Objective: From the records below, output every line between the line containing "Please locate the granite" and the line containing "[438,123,580,255]", inclusive, as a JSON list of strings with one string per line and no blank lines.

==================================================

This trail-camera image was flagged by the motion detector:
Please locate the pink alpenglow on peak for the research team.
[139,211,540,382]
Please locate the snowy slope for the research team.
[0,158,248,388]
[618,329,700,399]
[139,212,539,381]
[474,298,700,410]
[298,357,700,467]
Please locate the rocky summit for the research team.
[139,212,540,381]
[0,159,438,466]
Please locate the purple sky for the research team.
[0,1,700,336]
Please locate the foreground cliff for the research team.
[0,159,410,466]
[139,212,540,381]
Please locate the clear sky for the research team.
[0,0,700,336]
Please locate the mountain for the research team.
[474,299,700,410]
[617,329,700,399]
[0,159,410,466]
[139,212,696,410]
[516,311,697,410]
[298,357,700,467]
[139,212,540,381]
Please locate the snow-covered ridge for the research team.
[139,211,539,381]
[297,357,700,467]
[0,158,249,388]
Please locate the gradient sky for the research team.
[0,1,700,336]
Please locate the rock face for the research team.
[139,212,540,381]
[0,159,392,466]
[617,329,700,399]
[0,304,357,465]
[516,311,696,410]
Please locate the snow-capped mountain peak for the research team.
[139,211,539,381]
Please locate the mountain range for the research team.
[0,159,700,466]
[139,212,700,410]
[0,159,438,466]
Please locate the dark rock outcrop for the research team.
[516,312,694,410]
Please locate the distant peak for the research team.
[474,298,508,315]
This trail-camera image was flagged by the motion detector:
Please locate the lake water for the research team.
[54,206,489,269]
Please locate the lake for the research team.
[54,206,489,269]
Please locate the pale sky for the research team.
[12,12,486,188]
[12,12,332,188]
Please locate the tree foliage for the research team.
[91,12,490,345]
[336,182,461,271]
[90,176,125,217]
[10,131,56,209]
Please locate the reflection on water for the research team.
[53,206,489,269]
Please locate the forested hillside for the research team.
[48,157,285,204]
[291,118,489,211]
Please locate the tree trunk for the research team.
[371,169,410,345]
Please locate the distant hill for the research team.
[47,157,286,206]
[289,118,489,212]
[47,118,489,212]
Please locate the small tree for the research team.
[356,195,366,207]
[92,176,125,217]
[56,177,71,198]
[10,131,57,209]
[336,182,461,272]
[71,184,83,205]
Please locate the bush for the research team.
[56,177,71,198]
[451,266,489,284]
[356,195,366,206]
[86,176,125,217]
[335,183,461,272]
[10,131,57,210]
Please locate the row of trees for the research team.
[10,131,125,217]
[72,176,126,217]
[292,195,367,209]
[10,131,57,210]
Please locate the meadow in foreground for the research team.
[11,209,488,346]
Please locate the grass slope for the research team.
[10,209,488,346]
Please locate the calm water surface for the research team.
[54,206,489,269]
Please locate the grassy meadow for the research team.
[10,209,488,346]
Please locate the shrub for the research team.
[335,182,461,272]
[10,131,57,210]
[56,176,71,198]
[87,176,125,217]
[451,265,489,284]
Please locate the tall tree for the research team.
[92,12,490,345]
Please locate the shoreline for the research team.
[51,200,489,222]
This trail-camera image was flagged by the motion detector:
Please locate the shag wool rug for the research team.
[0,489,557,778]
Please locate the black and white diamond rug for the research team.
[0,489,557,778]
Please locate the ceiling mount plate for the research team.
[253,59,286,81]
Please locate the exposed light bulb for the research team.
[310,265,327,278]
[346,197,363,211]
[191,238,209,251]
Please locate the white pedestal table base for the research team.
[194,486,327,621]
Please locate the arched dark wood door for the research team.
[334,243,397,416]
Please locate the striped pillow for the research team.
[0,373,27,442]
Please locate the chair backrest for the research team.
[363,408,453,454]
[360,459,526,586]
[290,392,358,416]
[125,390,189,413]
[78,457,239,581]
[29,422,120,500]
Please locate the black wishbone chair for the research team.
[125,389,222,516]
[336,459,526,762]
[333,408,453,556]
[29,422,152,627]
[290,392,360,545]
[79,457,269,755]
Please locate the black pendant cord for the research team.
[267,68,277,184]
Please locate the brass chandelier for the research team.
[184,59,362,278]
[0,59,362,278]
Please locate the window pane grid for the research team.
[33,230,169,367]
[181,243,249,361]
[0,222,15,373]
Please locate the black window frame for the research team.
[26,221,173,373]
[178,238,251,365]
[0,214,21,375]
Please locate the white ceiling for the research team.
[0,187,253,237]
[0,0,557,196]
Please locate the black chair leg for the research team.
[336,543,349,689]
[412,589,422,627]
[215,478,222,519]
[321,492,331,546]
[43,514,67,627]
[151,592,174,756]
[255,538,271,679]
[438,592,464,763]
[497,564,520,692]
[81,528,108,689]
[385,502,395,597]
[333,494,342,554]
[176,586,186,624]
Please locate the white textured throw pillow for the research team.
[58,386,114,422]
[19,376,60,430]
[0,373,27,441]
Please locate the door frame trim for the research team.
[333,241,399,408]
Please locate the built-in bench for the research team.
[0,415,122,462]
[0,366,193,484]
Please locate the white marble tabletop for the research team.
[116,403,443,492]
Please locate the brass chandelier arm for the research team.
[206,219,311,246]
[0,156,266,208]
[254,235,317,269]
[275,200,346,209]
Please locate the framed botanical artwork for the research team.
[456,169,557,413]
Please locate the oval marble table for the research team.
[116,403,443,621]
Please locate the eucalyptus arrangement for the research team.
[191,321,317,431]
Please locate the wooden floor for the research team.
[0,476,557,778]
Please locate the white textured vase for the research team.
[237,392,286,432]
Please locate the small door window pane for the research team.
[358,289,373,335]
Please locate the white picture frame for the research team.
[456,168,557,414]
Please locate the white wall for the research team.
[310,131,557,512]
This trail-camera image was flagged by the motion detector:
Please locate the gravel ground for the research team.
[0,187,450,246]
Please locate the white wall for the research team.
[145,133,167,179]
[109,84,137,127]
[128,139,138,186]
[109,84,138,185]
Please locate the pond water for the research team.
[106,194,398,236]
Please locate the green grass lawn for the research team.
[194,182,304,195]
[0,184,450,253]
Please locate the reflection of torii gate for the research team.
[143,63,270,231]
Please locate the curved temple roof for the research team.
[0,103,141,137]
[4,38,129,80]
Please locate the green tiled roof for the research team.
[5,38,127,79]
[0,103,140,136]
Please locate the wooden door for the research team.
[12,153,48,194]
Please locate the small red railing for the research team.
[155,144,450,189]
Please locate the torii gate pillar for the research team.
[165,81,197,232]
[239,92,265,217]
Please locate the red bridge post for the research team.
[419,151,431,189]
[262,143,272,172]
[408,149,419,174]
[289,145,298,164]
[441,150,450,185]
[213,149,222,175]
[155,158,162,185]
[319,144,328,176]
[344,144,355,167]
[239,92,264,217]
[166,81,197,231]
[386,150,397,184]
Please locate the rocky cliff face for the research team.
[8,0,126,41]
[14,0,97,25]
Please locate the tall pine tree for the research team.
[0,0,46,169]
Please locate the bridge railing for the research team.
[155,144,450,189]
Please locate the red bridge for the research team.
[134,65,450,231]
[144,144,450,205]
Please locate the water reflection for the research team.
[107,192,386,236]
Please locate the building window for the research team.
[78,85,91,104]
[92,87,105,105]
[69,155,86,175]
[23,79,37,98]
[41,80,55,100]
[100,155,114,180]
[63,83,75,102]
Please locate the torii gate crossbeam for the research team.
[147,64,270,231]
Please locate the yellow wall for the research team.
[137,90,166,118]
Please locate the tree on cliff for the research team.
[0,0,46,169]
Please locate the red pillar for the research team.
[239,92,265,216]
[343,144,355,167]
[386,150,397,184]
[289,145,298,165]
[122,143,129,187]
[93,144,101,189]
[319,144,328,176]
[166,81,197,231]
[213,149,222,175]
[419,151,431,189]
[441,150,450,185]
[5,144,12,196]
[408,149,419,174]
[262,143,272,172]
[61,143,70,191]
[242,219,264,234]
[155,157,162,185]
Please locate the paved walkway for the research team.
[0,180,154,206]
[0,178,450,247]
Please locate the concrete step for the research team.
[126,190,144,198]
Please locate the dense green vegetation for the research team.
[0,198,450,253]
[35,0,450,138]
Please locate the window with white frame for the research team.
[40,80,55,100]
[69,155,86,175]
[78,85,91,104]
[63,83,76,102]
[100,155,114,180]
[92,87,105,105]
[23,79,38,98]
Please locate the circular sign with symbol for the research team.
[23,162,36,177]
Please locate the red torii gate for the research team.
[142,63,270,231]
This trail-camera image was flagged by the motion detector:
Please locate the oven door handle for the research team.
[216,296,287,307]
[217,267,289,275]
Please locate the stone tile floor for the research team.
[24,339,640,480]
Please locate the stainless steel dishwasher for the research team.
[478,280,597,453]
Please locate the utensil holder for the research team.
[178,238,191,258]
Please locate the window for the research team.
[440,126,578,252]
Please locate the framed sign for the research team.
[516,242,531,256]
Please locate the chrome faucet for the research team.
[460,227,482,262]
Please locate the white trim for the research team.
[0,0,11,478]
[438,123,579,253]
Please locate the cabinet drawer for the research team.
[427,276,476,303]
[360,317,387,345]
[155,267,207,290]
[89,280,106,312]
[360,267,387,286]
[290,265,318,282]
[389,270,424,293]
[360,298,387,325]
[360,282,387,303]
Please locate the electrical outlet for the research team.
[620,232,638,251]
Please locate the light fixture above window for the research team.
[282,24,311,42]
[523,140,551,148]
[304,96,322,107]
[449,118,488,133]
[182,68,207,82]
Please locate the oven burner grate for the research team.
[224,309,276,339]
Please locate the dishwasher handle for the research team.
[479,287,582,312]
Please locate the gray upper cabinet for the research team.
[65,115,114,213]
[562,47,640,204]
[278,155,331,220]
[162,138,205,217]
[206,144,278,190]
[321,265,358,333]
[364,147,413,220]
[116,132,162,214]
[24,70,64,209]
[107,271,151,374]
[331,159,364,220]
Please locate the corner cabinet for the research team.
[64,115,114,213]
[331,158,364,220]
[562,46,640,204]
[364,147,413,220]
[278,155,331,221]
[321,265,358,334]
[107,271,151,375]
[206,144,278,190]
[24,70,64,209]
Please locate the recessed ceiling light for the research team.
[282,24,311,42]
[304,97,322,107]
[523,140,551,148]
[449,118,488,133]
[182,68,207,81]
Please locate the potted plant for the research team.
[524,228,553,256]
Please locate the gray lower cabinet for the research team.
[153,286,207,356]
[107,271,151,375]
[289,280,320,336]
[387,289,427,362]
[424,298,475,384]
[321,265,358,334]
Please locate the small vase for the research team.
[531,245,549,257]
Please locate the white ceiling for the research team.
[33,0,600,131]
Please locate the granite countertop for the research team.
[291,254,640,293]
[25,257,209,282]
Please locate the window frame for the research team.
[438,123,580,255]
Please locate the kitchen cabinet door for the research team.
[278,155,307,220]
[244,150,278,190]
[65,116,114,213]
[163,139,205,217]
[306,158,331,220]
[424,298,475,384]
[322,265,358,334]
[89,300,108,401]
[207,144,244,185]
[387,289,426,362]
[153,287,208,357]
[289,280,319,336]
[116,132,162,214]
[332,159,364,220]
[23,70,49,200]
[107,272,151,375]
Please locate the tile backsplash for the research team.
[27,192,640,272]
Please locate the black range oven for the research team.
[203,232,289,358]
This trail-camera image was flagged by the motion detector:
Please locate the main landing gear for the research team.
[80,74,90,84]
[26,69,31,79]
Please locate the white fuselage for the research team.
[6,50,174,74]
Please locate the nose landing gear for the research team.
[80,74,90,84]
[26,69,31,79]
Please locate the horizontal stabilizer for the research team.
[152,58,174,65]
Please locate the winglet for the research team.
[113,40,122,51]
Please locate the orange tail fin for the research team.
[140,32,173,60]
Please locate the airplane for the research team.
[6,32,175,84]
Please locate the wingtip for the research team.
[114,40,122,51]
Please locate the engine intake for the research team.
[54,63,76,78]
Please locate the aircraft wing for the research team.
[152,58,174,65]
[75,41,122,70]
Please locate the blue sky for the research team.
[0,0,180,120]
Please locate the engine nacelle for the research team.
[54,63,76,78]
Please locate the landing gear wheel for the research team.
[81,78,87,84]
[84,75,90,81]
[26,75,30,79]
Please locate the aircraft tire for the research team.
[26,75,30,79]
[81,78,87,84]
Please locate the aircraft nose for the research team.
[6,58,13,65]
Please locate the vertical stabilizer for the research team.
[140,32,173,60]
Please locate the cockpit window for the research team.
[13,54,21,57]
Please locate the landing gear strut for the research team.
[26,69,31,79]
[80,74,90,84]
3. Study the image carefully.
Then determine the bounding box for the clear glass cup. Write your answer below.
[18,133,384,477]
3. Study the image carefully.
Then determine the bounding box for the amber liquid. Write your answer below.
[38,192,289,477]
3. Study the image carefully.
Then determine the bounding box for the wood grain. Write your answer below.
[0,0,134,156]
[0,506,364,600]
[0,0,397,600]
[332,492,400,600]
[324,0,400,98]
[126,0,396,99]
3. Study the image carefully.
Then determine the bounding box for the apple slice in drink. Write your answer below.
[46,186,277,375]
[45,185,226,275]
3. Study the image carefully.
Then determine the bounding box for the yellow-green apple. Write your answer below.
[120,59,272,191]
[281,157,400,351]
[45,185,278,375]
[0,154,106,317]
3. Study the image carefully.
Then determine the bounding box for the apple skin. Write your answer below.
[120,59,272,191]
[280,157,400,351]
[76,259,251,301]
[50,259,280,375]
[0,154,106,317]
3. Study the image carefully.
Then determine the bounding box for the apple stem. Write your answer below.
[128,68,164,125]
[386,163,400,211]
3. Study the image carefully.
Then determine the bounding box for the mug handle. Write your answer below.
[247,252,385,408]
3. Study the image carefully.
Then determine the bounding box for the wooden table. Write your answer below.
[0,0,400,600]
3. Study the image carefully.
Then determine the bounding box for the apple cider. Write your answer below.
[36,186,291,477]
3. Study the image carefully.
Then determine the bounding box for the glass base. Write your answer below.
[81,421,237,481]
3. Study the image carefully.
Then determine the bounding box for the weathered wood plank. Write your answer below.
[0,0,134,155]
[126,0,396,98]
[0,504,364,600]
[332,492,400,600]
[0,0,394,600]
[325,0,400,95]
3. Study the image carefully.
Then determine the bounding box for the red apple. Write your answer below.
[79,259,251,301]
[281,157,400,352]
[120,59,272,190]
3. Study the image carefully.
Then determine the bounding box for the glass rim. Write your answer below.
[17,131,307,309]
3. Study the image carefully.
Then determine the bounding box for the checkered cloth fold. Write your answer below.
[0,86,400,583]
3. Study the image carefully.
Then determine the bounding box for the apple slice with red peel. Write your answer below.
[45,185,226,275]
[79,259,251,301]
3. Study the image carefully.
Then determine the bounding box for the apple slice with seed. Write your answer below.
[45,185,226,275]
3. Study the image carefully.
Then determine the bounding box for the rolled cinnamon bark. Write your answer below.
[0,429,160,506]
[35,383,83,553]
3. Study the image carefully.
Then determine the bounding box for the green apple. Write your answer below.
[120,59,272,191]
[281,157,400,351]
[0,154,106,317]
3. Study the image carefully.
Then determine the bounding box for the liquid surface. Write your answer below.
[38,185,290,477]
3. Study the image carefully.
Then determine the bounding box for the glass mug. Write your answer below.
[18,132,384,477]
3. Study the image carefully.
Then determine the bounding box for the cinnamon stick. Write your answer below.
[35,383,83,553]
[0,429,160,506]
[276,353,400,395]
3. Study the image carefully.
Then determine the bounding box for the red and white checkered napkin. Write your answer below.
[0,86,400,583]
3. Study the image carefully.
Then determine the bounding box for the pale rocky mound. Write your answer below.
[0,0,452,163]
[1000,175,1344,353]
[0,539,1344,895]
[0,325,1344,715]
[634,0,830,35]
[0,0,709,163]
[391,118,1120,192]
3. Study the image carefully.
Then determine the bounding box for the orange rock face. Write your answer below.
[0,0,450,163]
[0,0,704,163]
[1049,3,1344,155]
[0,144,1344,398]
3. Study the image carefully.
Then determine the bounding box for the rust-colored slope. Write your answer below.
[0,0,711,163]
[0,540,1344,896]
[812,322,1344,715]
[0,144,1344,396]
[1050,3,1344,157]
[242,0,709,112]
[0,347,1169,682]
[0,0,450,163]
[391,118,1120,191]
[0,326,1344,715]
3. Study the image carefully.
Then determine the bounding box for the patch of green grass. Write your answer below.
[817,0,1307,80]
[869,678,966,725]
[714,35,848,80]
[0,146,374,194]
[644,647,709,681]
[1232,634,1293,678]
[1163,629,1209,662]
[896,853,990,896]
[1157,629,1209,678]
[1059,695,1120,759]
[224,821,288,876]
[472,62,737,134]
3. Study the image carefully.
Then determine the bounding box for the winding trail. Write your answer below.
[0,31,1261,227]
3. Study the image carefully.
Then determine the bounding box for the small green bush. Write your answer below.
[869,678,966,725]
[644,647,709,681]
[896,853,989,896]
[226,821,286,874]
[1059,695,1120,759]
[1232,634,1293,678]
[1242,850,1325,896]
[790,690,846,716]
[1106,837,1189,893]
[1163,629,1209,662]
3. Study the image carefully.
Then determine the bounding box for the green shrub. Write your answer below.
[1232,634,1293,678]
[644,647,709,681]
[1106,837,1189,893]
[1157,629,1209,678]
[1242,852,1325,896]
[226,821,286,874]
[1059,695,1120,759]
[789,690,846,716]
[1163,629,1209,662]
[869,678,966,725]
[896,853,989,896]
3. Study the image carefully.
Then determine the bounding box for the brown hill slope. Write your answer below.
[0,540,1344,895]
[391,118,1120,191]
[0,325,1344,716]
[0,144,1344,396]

==================================================

Final result:
[
  "Please locate the granite countertop for the research team.",
  "[291,254,640,293]",
  "[25,257,209,282]",
  "Please locate the window frame for the research team.",
  "[438,123,580,255]"
]